Consigne 1 >>
Dans l'extrait sur la gestion ALM, relevez les classes d'actifs traditionnelles citées entre parenthèses.
Consigne 2 >>
D'après l'extrait sur la gestion ALM, quel montant d'actifs assurantiels l'équipe d'investissement ALM gère-t-elle ?
Consigne 3 >>
Rédigez la suite de l'article sur les stratégies de performance absolue chez les assureurs, en partant de sa dernière phrase.

Extrait du texte >>
************

L’équipe d’investissement ALM (Asset Liability Management), qui gère 56 milliards d’euros d’actifs assurantiels*, a présenté un panorama des stratégies à performance absolue et livré les clés d’une intégration efficace en portefeuille.
Transparisation, IFRS 9, Solvabilité 2, décarbonation des portefeuilles… « les investisseurs institutionnels de l’univers assurantiel et de la prévoyance sont confrontés à d’importants défis, d’ordre prudentiel, comptable et financier, dans un contexte de marché caractérisé par des taux d’intérêt durablement bas et une volatilité accrue » comme le souligne Olivier Le Braz, Directeur du développement de la gestion assurantielle chez Groupama Asset Management.
Parmi ces enjeux, la quête de diversification et de décorrélation des actifs au sein des portefeuilles ALM est d’autant plus vitale aujourd’hui, qu’IFRS 9 imposera une plus grande sélectivité des sous-jacents pour répondre aux contraintes de volatilité établies par la directive.
Parallèlement, Solvabilité 2 a participé à un changement profond d’approche d’investissement : « les investisseurs assurantiels sont passés d’une approche ‘buy & hold’ traditionnelle sous Solvabilité 1, à l’intégration de nouvelles classes d’actifs, notamment illiquides de type actifs réels sous Solvabilité 2. Le bilan assurantiel a fortement évolué et la diversification fait désormais structurellement la part belle aux stratégies dites de performance absolue » explique Claire Bourgeois, Directrice des Investissements ALM chez Groupama Asset Management. Les investisseurs attendent de ces stratégies une exposition différente de celle des classes d’actifs traditionnelles (taux, crédit, actions), avec une prime compensant suffisamment le risque pris.

************

Matériel d'étude >>
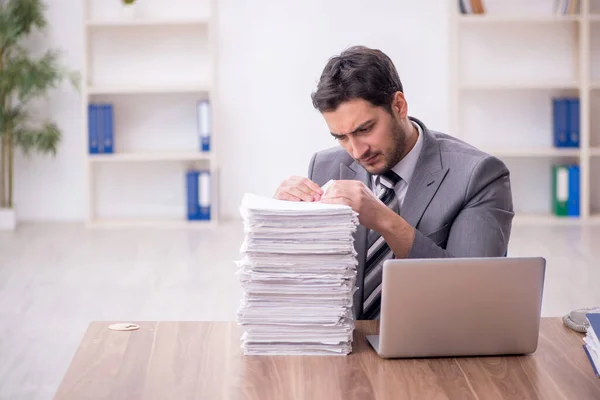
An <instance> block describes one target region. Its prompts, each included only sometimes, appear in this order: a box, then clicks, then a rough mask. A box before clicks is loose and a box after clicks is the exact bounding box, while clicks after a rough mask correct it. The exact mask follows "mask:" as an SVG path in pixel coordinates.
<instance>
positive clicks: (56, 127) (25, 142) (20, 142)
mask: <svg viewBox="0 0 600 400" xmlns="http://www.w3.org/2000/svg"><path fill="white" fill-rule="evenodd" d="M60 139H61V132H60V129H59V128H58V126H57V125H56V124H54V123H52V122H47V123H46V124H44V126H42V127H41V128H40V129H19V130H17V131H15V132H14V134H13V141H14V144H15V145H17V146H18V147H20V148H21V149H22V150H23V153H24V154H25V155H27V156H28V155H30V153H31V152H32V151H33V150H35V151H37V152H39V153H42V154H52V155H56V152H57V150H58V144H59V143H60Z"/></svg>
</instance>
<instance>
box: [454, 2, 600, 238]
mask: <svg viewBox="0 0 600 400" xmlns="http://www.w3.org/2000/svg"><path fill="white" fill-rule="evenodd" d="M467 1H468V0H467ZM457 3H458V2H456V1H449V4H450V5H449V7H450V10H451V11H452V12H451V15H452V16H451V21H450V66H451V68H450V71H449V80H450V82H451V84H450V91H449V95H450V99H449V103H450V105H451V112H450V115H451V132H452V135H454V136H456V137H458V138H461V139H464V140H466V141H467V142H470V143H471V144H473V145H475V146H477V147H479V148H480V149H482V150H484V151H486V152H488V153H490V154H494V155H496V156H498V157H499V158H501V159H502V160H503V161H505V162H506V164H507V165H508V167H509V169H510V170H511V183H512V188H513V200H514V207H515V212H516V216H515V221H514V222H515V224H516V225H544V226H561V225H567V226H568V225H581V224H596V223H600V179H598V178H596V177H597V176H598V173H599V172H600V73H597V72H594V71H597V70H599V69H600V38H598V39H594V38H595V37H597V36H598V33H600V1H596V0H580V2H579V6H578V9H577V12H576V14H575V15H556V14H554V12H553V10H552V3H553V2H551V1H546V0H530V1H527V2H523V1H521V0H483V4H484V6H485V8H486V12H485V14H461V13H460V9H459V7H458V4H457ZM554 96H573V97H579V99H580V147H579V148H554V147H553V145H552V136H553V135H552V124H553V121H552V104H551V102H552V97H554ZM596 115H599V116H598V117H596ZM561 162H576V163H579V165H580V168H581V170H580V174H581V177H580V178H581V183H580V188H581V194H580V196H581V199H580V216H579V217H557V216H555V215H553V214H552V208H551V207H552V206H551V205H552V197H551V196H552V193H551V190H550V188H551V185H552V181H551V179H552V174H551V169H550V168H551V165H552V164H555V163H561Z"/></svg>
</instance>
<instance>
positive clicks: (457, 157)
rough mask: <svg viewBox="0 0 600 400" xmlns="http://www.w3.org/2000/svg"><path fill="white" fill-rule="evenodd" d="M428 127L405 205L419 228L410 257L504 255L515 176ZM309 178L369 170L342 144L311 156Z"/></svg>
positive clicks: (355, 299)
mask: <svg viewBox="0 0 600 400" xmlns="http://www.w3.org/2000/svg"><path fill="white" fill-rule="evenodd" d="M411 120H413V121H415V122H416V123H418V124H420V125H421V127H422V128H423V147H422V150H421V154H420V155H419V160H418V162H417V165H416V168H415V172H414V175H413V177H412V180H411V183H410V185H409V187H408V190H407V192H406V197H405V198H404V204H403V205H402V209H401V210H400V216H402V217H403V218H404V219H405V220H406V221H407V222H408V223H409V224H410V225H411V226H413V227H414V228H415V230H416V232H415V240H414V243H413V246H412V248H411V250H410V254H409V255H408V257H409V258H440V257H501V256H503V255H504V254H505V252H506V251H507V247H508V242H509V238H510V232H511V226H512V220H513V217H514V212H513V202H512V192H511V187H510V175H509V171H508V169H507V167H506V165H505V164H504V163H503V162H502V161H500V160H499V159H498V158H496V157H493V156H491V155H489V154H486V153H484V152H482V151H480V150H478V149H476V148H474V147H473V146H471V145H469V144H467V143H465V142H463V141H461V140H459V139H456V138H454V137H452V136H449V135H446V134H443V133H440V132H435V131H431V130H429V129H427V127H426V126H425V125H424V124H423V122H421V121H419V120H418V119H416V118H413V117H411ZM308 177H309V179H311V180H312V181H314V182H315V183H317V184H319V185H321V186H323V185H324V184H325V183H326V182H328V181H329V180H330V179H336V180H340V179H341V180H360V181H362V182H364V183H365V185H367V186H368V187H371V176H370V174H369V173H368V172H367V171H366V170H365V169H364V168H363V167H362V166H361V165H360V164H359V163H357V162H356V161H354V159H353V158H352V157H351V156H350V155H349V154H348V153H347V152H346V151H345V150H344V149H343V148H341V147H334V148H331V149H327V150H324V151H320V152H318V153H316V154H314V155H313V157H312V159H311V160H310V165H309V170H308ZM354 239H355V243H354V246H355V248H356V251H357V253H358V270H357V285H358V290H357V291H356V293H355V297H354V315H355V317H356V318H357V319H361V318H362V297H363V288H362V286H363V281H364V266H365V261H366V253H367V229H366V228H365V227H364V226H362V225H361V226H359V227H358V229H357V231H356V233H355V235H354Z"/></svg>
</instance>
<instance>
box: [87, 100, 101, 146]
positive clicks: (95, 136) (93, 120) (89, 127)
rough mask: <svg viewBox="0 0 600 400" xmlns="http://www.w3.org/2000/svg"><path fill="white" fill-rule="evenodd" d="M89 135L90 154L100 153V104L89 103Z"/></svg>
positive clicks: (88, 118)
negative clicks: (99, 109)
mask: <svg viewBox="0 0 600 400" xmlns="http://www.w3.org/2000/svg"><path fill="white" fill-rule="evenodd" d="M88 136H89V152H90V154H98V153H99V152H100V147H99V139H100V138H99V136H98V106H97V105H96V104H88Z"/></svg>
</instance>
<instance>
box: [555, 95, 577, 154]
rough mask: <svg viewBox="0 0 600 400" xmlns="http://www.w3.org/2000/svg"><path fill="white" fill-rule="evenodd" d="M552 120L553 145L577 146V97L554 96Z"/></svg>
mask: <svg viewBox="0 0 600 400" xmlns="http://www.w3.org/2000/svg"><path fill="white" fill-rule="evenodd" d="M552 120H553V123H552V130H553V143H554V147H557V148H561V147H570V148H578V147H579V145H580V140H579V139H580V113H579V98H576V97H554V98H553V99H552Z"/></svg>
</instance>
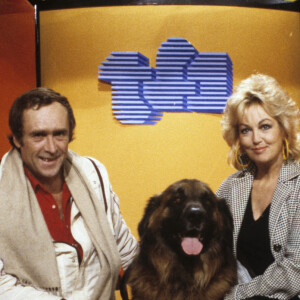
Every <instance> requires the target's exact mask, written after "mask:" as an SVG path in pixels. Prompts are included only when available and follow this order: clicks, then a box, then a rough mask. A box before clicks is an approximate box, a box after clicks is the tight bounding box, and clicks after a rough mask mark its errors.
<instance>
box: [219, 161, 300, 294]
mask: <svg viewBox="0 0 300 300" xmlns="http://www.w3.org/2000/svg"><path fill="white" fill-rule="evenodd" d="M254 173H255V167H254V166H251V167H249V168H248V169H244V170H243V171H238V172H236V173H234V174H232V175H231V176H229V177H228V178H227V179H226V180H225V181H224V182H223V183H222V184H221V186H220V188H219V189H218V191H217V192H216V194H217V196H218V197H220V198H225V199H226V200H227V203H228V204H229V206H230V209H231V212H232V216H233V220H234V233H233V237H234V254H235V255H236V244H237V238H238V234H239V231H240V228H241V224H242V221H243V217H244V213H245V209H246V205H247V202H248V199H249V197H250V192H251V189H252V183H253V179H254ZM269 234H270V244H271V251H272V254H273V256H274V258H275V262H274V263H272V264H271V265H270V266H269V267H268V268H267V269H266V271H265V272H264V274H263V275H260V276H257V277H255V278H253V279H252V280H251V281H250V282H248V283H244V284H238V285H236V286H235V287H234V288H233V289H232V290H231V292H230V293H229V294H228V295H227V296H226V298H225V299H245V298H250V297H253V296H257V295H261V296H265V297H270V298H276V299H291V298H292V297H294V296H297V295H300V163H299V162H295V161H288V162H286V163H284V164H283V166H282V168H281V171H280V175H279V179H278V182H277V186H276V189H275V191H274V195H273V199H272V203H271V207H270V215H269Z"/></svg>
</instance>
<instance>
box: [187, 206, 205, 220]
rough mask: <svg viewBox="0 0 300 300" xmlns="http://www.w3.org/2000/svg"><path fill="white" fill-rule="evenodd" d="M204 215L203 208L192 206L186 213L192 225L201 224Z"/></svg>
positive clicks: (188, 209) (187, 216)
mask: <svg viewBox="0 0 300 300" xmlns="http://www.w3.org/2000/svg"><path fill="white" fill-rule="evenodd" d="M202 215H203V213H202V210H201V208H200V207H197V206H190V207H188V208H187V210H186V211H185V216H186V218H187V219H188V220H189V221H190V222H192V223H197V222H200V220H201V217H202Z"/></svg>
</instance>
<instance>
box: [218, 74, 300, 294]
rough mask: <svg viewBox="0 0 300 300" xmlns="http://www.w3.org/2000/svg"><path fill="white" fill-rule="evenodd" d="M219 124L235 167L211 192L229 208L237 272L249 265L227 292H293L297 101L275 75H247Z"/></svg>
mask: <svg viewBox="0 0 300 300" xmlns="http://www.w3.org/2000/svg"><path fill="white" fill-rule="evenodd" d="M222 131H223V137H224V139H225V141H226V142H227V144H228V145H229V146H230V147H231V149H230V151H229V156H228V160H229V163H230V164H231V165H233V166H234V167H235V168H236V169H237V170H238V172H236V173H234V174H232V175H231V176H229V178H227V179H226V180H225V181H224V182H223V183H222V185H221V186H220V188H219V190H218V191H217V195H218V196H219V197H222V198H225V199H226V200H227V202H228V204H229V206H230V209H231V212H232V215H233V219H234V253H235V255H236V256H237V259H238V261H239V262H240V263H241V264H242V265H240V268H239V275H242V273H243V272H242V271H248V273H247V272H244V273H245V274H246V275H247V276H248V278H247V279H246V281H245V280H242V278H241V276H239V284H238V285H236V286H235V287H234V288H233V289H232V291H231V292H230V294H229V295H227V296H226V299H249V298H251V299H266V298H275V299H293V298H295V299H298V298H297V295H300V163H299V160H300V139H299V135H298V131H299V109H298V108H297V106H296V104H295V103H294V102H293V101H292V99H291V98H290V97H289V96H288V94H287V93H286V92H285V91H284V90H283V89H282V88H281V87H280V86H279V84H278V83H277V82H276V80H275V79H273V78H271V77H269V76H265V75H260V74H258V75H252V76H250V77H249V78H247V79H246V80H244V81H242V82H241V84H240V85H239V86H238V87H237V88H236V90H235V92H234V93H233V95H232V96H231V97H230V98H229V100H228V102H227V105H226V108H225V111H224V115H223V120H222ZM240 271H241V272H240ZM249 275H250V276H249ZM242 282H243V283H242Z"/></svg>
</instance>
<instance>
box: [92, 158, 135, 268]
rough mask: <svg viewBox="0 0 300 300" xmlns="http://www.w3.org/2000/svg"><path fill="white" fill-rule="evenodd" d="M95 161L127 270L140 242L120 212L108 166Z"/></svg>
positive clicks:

************

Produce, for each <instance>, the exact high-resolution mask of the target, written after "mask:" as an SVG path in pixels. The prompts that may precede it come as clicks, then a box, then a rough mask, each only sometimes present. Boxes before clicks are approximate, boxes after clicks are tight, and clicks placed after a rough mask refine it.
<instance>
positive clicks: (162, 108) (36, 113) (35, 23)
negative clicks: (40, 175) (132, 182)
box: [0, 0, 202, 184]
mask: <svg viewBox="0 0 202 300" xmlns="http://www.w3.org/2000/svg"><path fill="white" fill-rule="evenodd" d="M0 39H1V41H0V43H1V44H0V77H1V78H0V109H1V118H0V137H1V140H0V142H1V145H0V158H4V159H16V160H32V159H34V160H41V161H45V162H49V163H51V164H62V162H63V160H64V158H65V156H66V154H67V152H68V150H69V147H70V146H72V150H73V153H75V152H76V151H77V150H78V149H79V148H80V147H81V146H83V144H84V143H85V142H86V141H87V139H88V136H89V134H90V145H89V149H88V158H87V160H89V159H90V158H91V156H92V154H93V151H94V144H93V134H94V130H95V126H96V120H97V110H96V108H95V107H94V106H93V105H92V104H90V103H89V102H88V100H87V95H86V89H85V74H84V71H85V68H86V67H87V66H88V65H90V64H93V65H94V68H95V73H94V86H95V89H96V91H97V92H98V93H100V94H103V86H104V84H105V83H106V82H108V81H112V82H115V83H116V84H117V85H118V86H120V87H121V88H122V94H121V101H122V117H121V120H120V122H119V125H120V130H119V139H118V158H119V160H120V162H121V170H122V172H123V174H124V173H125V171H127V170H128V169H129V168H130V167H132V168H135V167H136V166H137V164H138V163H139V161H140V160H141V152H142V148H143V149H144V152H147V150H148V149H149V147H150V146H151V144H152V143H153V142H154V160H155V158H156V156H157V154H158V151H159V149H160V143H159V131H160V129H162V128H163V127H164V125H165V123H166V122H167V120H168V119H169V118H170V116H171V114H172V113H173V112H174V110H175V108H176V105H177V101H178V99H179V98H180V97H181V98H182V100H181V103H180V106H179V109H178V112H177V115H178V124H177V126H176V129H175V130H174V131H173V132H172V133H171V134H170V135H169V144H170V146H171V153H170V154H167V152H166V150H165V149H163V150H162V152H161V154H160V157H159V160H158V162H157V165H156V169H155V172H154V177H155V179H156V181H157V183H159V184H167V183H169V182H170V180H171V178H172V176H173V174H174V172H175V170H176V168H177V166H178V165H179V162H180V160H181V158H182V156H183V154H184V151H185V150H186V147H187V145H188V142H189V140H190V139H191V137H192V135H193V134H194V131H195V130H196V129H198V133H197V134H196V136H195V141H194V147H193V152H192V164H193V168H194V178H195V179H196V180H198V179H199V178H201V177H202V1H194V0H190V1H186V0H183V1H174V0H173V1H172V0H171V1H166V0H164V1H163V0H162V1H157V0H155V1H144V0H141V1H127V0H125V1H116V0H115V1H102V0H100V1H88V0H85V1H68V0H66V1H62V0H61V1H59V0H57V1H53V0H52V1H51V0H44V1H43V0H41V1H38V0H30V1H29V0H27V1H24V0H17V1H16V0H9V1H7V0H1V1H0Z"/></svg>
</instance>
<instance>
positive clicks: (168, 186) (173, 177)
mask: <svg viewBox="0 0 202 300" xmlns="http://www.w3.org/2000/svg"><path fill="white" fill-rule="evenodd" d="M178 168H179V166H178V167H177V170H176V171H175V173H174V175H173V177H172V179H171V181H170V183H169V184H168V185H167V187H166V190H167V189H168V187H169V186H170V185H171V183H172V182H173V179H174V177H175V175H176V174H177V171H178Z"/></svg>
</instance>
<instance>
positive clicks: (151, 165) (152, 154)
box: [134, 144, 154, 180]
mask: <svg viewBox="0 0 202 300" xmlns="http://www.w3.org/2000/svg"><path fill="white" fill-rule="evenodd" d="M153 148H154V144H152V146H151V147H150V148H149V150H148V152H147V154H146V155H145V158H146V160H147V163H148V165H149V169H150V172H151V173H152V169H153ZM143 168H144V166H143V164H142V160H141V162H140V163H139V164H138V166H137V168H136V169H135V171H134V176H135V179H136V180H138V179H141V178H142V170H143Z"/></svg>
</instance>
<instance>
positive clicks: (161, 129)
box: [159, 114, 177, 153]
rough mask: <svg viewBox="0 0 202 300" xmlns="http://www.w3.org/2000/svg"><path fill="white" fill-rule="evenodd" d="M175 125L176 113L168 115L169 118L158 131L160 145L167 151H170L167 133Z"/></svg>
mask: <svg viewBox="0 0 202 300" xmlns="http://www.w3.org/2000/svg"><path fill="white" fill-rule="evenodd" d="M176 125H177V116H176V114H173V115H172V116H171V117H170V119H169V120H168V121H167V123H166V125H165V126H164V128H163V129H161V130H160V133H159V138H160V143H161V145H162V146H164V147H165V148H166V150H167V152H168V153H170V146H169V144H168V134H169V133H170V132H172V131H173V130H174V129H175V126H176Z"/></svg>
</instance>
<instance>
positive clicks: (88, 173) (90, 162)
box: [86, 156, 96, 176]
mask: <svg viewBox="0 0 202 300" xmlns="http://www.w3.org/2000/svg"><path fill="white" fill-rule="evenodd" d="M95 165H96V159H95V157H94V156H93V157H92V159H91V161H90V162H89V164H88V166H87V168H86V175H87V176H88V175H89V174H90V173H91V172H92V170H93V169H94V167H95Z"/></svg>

************

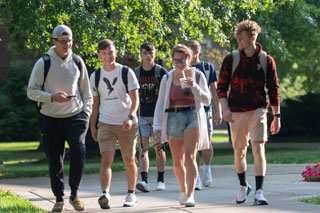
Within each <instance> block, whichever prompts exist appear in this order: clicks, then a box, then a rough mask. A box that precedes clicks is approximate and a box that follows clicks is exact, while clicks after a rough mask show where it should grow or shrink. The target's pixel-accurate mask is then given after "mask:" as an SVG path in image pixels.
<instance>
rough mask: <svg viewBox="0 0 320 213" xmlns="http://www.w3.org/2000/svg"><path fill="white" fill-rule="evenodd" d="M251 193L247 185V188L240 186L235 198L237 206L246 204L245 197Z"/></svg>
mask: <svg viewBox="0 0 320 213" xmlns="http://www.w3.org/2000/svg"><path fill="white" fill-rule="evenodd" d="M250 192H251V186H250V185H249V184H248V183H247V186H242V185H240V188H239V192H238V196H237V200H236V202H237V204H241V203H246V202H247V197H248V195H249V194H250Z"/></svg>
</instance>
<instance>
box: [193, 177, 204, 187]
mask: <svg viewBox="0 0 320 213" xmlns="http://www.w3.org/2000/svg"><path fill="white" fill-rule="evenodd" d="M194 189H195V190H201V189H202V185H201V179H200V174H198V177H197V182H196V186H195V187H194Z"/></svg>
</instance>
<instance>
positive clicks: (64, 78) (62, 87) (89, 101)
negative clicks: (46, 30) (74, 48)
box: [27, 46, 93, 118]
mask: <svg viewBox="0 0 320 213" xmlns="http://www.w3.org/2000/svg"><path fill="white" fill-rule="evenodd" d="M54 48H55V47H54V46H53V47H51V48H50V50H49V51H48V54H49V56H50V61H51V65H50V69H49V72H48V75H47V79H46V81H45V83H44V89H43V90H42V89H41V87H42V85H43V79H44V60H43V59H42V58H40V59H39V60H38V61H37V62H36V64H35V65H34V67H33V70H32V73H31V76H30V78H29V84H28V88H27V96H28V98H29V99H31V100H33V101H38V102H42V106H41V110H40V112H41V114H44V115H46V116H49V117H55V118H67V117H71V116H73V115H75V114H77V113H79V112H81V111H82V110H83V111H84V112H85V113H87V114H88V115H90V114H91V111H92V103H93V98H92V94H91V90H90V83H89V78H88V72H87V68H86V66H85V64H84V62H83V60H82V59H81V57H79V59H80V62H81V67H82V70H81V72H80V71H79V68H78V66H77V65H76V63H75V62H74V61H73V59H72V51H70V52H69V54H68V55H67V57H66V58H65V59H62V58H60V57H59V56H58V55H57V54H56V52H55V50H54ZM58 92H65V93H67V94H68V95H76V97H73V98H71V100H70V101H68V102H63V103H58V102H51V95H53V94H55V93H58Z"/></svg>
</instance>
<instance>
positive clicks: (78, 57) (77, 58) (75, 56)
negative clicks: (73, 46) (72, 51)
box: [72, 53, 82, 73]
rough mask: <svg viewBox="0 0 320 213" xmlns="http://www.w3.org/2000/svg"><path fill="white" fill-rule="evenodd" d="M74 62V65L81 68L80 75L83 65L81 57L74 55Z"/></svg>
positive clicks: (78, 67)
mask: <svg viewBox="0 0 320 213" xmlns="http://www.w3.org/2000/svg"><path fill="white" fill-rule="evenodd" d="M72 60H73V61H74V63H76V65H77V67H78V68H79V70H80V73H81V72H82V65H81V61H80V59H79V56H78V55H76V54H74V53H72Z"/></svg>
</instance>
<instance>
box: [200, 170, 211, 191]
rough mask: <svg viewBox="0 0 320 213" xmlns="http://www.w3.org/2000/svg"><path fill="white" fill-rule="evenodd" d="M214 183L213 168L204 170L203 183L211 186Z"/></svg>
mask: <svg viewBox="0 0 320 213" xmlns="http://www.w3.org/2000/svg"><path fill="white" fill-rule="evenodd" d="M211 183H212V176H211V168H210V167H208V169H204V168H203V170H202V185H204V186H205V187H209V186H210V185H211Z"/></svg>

************

Résultat 1 >>
Taux, crédit, actions.

Résultat 2 >>
56 milliards d'euros.

Résultat 3 >>
Stratégies de performance absolue : identifier la promesse de couple rendement-risque et les expositions implicites
Vaste et disparate, l’univers des stratégies à performance absolue - qui représente près de 530 milliards d’euros d’actifs en Europe - n’est pas toujours facile à appréhender pour les investisseurs. « Pour simplifier, il existe deux grandes catégories de stratégies de performance absolue : d’un côté les stratégies systématiques qui reposent sur une gestion quantitative, à fort degré de réplicabilité et à fort bêta [1], basées sur des back-tests, de l’autre, les stratégies discrétionnaires fondées sur une gestion active, de conviction, à faible degré de réplicabilité et visant la génération d’alpha [2]. Dans les deux cas, la recherche de valeur ajoutée liée à ce qu’on peut appeler des primes factorielles est présentée comme complémentaire à celle des primes de risque traditionnelles » détaille Hamid Louaheb, Responsable de la Gestion ALM France.
L’implémentation en portefeuille de telles stratégies nécessite quelques prérequis. Les investisseurs doivent non seulement s’assurer que celles-ci sont intégrables dans une allocation globale, que leur monitoring est adéquat et identique à celui des autres expositions, mais aussi prendre rigoureusement en compte leur coût en capital sous Solvabilité 2. « L’enjeu est avant tout de bien identifier la promesse du couple rendement-risque de chaque stratégie et d’intégrer les jeux de corrélation, visibles et implicites, avec les classes d’actifs traditionnelles en portefeuille » ajoute Hamid Louaheb.
Car les risques et expositions implicites ne sont pas à négliger. D’une part, l’approche historique peut s’avérer insuffisante pour appréhender les risques qui ne se sont pas encore produits, comme l’a illustré Nassim Taleb avec sa dinde de Thanksgiving dans son célèbre ouvrage « Le Cygne noir ». D’autre part, dans le cadre des stratégies systématiques notamment, les back tests peuvent être entachés par le biais du « survivant » qui les rend peu fiables pour l’avenir comme le montrent divers exemples.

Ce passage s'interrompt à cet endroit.